TO DO:
Each line holding the word "shed" must appear in the answer, copied from the entries.

[Region pointing data]

* * * * * * * * *

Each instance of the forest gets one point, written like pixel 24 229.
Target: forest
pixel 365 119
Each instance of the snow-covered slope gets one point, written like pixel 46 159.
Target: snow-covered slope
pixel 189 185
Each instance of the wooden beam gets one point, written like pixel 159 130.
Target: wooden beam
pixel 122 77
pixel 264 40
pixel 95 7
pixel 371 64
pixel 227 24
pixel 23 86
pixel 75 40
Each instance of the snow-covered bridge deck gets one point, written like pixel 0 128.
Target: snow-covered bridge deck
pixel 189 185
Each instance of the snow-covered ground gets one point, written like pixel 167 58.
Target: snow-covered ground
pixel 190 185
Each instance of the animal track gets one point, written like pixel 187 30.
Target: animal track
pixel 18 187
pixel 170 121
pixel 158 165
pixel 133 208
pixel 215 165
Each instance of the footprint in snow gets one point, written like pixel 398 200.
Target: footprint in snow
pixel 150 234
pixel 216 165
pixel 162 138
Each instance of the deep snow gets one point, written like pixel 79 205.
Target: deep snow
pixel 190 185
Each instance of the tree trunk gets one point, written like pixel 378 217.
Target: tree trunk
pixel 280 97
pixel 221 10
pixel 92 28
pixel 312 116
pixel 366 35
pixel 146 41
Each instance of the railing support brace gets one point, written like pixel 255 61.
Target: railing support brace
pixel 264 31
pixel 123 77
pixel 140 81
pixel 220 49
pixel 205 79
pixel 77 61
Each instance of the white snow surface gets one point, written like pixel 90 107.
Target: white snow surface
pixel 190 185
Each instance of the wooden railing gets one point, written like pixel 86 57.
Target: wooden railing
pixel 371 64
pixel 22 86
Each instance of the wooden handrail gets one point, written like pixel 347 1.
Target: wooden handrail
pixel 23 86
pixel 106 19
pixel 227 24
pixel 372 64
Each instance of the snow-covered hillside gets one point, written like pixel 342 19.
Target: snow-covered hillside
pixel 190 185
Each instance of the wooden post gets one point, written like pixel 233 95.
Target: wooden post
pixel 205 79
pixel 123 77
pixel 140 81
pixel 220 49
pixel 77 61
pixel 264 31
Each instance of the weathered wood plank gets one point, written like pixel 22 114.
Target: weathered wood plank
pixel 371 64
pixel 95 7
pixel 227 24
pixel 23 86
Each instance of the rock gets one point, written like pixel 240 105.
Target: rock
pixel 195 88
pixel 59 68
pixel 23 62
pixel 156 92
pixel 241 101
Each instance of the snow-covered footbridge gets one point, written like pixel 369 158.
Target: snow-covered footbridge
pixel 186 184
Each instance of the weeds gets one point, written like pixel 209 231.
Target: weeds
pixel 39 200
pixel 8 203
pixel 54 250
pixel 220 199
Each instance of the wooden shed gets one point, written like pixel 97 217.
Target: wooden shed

* * * * * * * * *

TASK RESPONSE:
Each instance of the wooden shed gets one point, written like pixel 97 217.
Target: wooden shed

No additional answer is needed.